◆ **Passage to read**
Photocopier Terminology.What does it all mean?

Photocopier Terminology. What does it all mean?

Photocopier Terminology. What does it all mean?

An insight into what the abbreviations mean and their functions.

CPM / PPM

Copies per minute / pages per minute (usually based on a A4 page) This is  the copier/printer speed. Some colour machines may also have a different colour speed to the mono copy speed.

ADF – Automatic Document Feeder

An automatic document feeder (ADF) allows you to copy multi-page documents without having to raise and lower the cover for every sheet you copy. Instead a  stack of originals can be placed into the document feeder and, by pressing the start button, the ADF automatically feeds each page through.

Dual Scan Document Feeder

Similar to the automatic document feeder (ADF) but it can also scan both sides of the document in one pass.

RADF – Reverse Automatic Document Feeder

A reverse document feeder (RADF) is used for double-sided or duplex copying. Pages are turned over inside the document feeder to scan the other side. Also known as Recirculating Automatic Document Feeder. Also ARDF – Automatic Reverse Document Feeder. The holding capacity varies depending on model/manufacturer but are normally between 50-275 pages.

LCF – Large Capacity Feeder

An extra large paper cassette that is usually connected to the side the photocopier and holds a massive amount of paper for long uninterrupted print jobs. The Kyocera LCF holds 3000 sheets of A4 paper.

Platen Glass

If the original is liable to jamming in the document feeder due to poor condition , stapling, over/undersized or a book/bound original, then  the platen glass should be used. In this case the original is placed upon the glass for  copying.

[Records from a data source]
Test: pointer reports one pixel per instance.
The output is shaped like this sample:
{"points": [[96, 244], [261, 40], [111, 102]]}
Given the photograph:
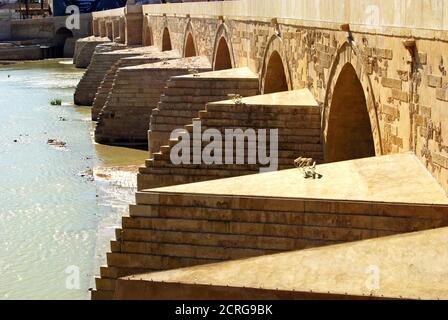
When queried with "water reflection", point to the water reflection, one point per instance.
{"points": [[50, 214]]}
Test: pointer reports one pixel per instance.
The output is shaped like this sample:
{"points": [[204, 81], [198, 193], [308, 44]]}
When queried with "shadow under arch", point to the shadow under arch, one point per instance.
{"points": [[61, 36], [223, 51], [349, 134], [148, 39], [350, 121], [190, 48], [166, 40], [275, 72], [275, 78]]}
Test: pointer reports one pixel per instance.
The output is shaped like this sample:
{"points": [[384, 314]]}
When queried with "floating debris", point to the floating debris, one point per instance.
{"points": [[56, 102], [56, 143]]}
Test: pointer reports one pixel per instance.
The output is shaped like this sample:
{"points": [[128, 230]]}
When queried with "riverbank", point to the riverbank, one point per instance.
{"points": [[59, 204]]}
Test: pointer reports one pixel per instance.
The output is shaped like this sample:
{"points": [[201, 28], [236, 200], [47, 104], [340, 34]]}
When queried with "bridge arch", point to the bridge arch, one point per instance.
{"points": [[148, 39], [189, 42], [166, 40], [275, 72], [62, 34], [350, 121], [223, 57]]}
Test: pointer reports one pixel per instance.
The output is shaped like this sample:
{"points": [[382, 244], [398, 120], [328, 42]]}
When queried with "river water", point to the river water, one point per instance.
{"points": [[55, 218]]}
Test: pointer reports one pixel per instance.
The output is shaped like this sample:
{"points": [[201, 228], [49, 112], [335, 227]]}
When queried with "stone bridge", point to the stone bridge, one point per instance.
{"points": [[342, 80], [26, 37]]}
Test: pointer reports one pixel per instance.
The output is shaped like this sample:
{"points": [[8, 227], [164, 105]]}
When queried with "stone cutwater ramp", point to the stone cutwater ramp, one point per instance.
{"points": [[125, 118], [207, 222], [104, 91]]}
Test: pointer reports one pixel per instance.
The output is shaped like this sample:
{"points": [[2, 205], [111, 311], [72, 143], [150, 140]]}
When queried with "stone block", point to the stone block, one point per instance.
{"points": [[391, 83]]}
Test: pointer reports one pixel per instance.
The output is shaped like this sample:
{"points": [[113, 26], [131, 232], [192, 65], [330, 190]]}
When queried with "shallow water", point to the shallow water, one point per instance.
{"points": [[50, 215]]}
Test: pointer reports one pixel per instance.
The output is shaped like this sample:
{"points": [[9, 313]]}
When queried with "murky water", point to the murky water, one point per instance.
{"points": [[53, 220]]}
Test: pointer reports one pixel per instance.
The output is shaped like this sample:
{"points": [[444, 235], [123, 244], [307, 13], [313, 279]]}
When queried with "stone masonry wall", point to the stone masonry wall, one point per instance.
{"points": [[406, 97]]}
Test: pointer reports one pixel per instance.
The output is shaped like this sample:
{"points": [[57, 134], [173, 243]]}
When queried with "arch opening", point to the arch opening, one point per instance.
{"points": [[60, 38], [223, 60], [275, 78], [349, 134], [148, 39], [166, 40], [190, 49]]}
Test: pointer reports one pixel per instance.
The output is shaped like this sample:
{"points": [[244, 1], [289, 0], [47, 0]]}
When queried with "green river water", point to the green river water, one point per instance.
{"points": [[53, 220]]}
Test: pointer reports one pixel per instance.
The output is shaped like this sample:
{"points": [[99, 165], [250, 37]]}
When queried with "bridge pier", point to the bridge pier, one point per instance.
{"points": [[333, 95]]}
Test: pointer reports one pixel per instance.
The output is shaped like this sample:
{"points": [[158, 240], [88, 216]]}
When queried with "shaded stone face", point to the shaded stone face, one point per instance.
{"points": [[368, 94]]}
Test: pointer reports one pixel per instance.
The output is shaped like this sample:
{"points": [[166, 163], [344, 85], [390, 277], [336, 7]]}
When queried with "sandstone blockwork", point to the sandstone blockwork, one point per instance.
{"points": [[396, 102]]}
...
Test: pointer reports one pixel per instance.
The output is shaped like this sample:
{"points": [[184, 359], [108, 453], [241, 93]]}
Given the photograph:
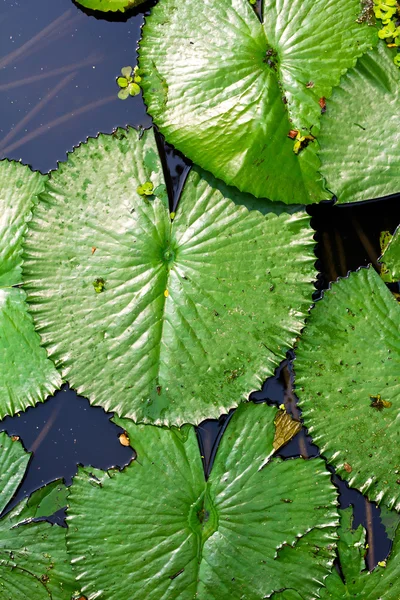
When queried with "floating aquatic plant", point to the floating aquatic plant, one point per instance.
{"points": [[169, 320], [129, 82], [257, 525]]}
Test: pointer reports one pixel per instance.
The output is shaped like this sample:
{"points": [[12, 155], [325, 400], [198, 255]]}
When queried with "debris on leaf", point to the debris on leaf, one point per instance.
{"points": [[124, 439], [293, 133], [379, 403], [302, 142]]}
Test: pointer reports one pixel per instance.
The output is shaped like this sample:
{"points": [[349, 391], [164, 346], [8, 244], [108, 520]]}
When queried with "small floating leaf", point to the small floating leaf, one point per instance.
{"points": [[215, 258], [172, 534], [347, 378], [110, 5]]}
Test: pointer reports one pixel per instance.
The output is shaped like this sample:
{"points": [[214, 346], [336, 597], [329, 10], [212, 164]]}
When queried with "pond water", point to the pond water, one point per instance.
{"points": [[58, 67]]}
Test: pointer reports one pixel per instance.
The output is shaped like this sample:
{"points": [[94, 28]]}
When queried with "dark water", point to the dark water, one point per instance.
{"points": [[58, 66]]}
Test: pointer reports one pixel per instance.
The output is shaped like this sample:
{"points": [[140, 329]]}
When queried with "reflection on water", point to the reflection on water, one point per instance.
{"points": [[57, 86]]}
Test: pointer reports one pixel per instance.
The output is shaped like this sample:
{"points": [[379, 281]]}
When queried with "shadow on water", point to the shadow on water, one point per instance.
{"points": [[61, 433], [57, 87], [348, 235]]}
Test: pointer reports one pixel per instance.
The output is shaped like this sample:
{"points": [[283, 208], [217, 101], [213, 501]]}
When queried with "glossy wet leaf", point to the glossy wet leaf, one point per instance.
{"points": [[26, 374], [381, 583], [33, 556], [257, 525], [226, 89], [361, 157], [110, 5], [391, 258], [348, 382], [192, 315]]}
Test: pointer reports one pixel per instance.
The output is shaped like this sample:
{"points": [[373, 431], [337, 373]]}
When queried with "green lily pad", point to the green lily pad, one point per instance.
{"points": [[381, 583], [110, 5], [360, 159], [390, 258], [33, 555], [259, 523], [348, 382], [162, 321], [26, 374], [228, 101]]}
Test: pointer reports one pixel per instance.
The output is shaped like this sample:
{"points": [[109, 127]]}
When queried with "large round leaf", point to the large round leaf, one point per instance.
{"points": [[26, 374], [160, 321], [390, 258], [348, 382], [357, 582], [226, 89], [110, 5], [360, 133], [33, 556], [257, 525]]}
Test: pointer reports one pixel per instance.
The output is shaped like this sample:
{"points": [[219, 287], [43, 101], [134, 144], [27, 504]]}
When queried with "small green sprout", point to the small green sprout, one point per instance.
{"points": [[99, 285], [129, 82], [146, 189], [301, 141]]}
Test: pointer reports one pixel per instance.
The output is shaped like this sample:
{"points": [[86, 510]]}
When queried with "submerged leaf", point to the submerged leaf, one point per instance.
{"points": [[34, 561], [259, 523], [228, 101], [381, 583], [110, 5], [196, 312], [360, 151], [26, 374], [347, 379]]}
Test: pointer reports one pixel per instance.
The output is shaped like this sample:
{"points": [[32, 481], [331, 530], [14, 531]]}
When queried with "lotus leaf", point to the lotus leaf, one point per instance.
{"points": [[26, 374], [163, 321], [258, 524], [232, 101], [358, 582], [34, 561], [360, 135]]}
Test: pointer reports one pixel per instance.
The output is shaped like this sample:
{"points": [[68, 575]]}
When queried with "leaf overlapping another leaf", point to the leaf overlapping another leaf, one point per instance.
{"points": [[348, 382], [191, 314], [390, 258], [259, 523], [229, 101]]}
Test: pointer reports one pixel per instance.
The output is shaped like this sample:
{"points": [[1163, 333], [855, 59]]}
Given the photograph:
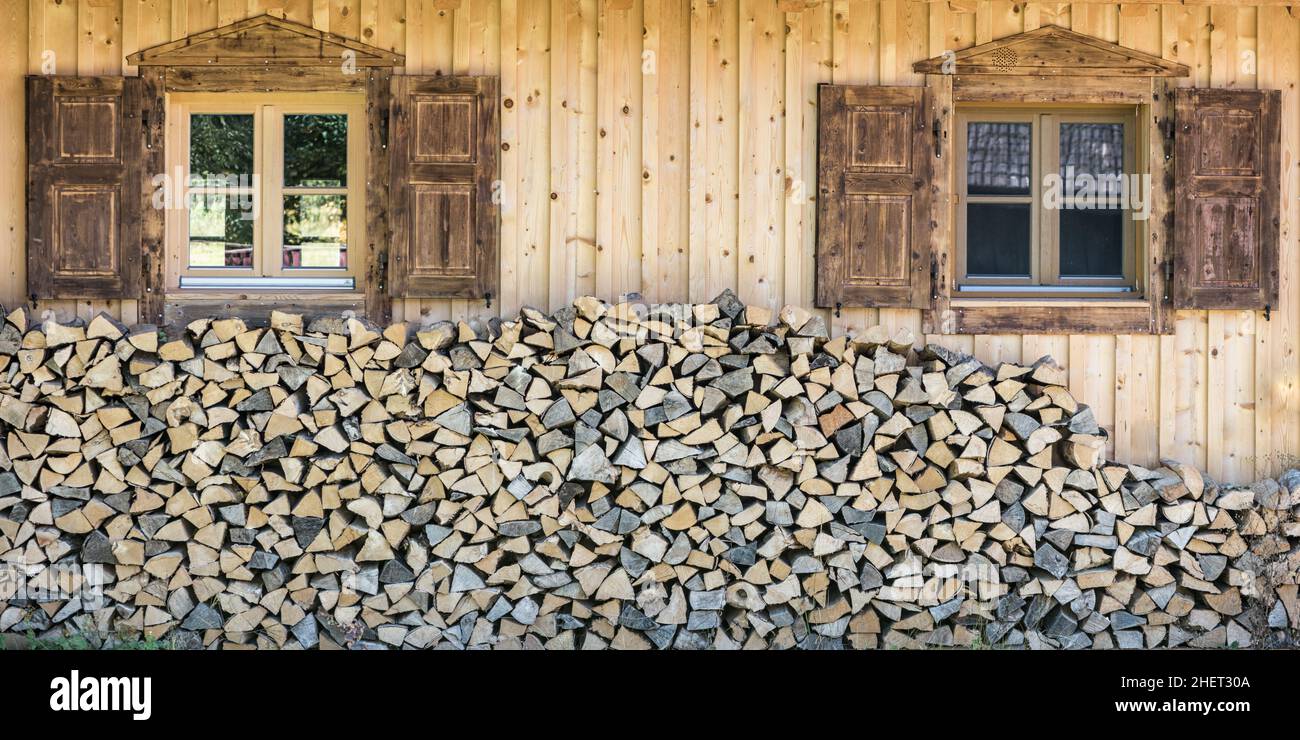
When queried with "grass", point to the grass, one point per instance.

◆ **Tasks to carry out**
a - List every abbreviation that the photocopier terminology text spells out, along with the full term it gives for each.
b - According to the photocopier terminology text, when should the platen glass be used instead of the document feeder, and why? Answer in one to three sentences.
c - Please extend the photocopier terminology text with a few more entries in the same style, starting after the platen glass entry.

◆ **Expected responses**
a -
- CPM: Copies per minute
- PPM: Pages per minute
- ADF: Automatic Document Feeder
- RADF: Reverse Automatic Document Feeder (also Recirculating Automatic Document Feeder)
- ARDF: Automatic Reverse Document Feeder
- LCF: Large Capacity Feeder

b - The platen glass should be used when an original might jam in the document feeder. That can happen because the original is in poor condition, stapled, oversized or undersized, or a book or bound document. In that case the original is placed on the glass for copying.

c -
Duplex Copying – Double-Sided

Duplex, or double-sided enables printing on both sides of every sheet. The benefits include saving paper, lowering cost, reduced filing and postage costs and also the time involved if you were to produce double-sided copies manually.

ADU – Automatic Duplexing Unit

The ADU’s function is to turn the paper over for  printing to be completed on both sides of the paper. Many modern machines have a ADU already fitted or it can be an optional accessory for smaller more basic machines.

Sorter / Finisher

The digital copiers and printers by Kyocera and Fuji Xerox can sort copied sets electronically without the use of sorter bins. Instead of separate bins, the copies are placed in a single tray at a right angle or offset from each other, allowing you to easily identify where one set ends and another begins. Bin-free sorting also allows you to make unlimited sets at one time (subject to the stackable capability of the internal/external exit/catcher tray) rather than only as many sets as you have sorter bins.

You may also require a finisher if you need your office copier to copy many sets of multi-page documents. Most finishers have  an  automatic stapler, which can save you an immense amount of time. More advanced versions include three-hole punches, saddle stitch binding, Tri-folding, and more. Finishers are also optional on many machines, and vary in price according to functions.

Sorter is the older term used for the older analogue copiers where the option was solely for sorting or grouping documents by collation (also referred to as a collator).

Finisher Stapling

There are many options available today such as top left, centre edge, saddle-stitch / fold Booklet Folding.  Edge stapling often has binding options for use of 1 or 2 staples.

Sort / Group – the difference

Sorting – Where a stack of originals is placed on the document feeder the resulting copies of each original are stacked together as per number of copies selected.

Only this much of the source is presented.